> _СУТЬ ЗАДАНИЯ_
Приведите фрагмент аннотации к статье о взглядах А. Ф. Лосева на отрезке от «Статья протоиерея Дмитрия» до «латинской практикой молитвы.» включительно, заменив «кандидата богословия» на «доктора богословия».

Преподаватель КДС протоиерей Дмитрий Мосеев: “Интерпретация А.Ф. Лосевым истоков Filioque как продукта латинского понимания духовности”

Статья протоиерея Дмитрия Моисеева, кандидата богословия, преподавателя Калужской духовной семинарии посвящена анализу взглядов известного русского религиозного философа А. Ф. Лосева на римско-католическое понимание духовности. В ней отражено, как он резко критикует католический взгляд на духовность, показывая его несовместимость с духовным опытом православия. Он также проводит связь между учением о «филиокве» и латинской практикой молитвы.

> _СОДЕРЖИМОЕ НАБОРА ДАННЫХ_

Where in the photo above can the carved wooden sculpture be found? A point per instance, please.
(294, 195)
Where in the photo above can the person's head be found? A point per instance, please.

> _ОТВЕТ К ЗАДАНИЮ_
Статья протоиерея Дмитрия Моисеева, доктора богословия, преподавателя Калужской духовной семинарии посвящена анализу взглядов известного русского религиозного философа А. Ф. Лосева на римско-католическое понимание духовности. В ней отражено, как он резко критикует католический взгляд на духовность, показывая его несовместимость с духовным опытом православия. Он также проводит связь между учением о «филиокве» и латинской практикой молитвы.